## Task to carry out
Please convert every line of the rows below into a Markdown table with the columns "No." and "Text", numbering the lines and leaving out blank ones. Omit the pictures from the table.
┄┄┄┄┄┄┄┄┄┄
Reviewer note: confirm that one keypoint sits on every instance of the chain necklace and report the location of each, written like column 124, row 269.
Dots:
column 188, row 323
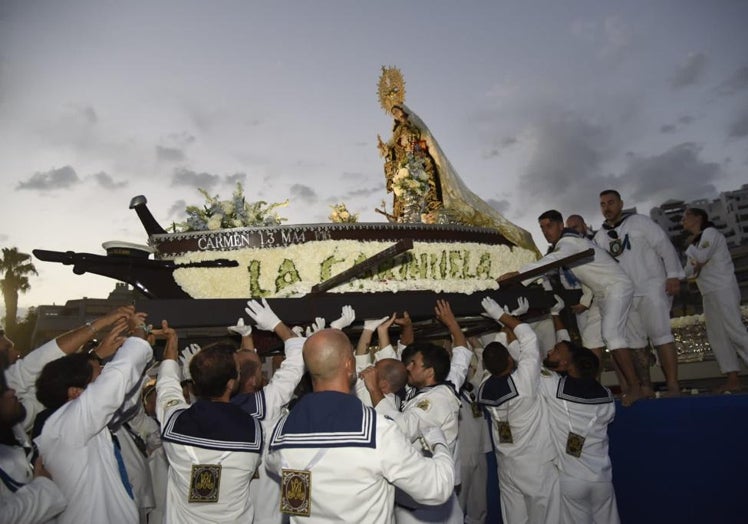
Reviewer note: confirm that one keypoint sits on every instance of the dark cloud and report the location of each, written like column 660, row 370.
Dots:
column 505, row 143
column 62, row 178
column 564, row 169
column 177, row 209
column 236, row 177
column 502, row 206
column 363, row 192
column 89, row 114
column 738, row 81
column 107, row 182
column 679, row 172
column 169, row 154
column 685, row 120
column 690, row 71
column 181, row 139
column 304, row 193
column 739, row 127
column 185, row 177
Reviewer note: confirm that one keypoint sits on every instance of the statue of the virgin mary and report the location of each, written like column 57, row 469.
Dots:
column 416, row 168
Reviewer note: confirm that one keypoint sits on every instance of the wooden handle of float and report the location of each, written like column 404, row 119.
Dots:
column 371, row 262
column 542, row 270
┄┄┄┄┄┄┄┄┄┄
## Full answer
| No. | Text |
|---|---|
| 1 | Reviewer note: confirm that one keypoint sits on every instance of the chain necklace and report the location of each, written like column 124, row 269. |
| 2 | Dots: |
| 3 | column 188, row 323 |
| 4 | Reviewer note: confirm that one keypoint sits on every instance of the dark cloud and report the location of each, written like column 660, row 370. |
| 5 | Dots: |
| 6 | column 505, row 143 |
| 7 | column 62, row 178 |
| 8 | column 564, row 169 |
| 9 | column 177, row 209 |
| 10 | column 236, row 177 |
| 11 | column 502, row 206 |
| 12 | column 363, row 192 |
| 13 | column 89, row 114 |
| 14 | column 738, row 81 |
| 15 | column 107, row 182 |
| 16 | column 679, row 172 |
| 17 | column 169, row 154 |
| 18 | column 685, row 120 |
| 19 | column 690, row 71 |
| 20 | column 181, row 139 |
| 21 | column 304, row 193 |
| 22 | column 739, row 127 |
| 23 | column 185, row 177 |
| 24 | Reviewer note: confirm that one keypoint sits on every instance of the statue of the virgin mary and report the location of each, written like column 57, row 469. |
| 25 | Dots: |
| 26 | column 416, row 168 |
| 27 | Reviewer note: confirm that one keypoint sits on every instance of the wooden handle of float and report the location of each, written like column 404, row 119. |
| 28 | Dots: |
| 29 | column 371, row 262 |
| 30 | column 542, row 270 |